I don't know how to describe my own, much less other people's,  taste experiences of Azurelise chocolate truffles. So, what follows is something else: Answers to questions customers often ask me about the origin of the name "Azurelise", why, when and how I got into the chocolate truffle business, why I don't make pretty chocolates etc. 

Reginald O. Savage

Azurelise Chocolate Truffle Maker

Raleigh, NC

Origin Of "Azurelise"

Hi! My name is Azure Elise. I just wanted to tell you about my self and how my dad and I make chocolate. First I'm 10 years old and I live in Seattle, Washington. One of the first times my dad and I made chocolate was when I was in 1st grade. We made caramel chocolate. The next day I brought it to school and everyone loved it! It's really fun to make chocolate with my dad!

"Azurelise", as you probably have guessed, is derived from "Azure Elise". 

Why I Started Azurelise

In July 2002 Azure relocated with her mother from Raleigh, North Carolina to Seattle, Washington. At the time, I was a tenured associate professor of philosophy at North Carolina State University and needed more money to make regular visits to Seattle. Preparing my lectures for the first day of fall 2002 classes, I nodded off and dreamed I was explaining that need to Azure.  Azure, who could not speak "in reality" at the time, responded matter of factly, "Daddy, you're a philosopher, make chocolate."

[Material]
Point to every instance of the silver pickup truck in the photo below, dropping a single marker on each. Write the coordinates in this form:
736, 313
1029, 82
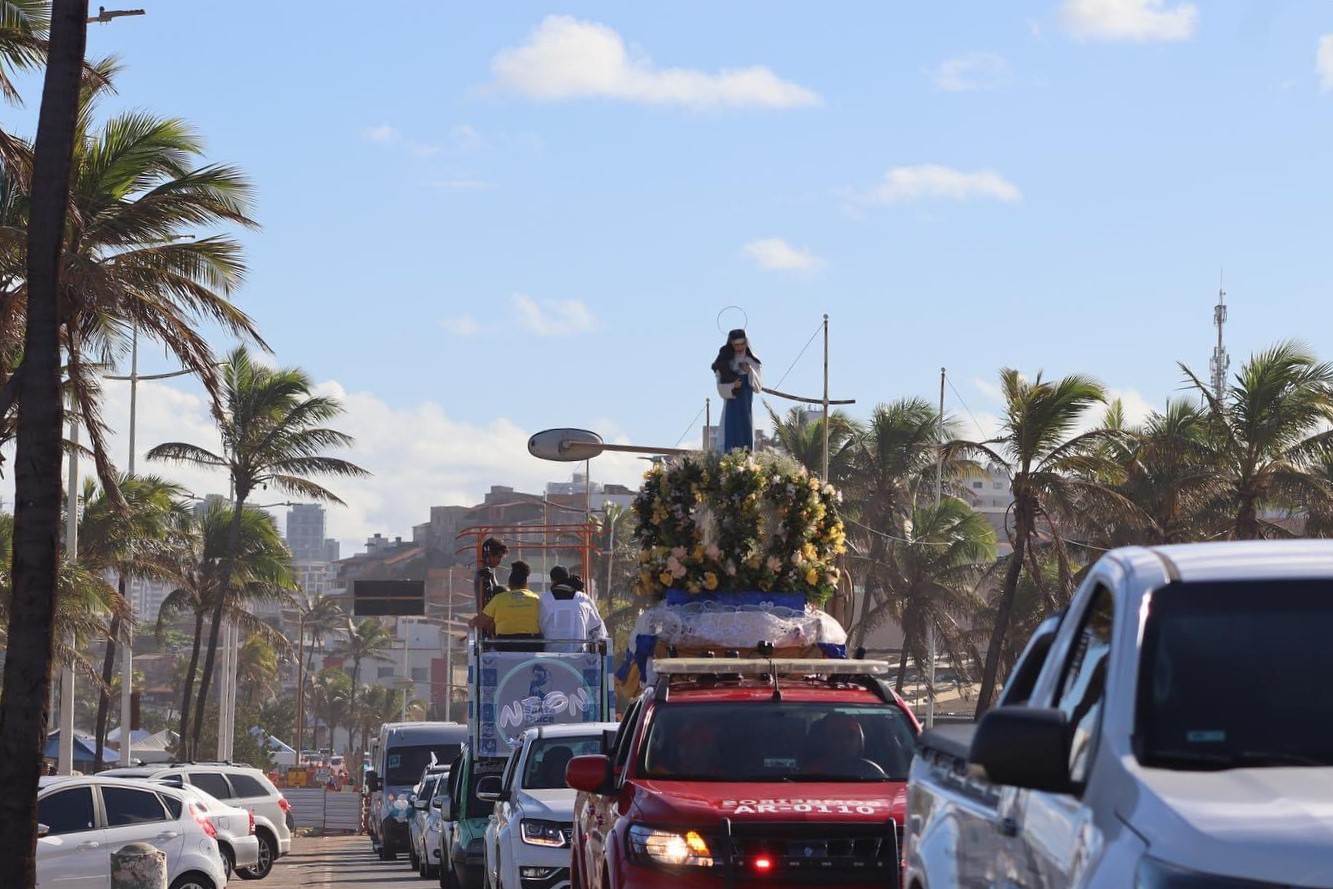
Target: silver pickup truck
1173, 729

[What you have to do]
Rewrite the chocolate truffle text starting with "I don't know" and going on through "pretty chocolates etc.", putting "visitors" in place of "customers". None of the rows are needed here.

[The response]
I don't know how to describe my own, much less other people's,  taste experiences of Azurelise chocolate truffles. So, what follows is something else: Answers to questions visitors often ask me about the origin of the name "Azurelise", why, when and how I got into the chocolate truffle business, why I don't make pretty chocolates etc.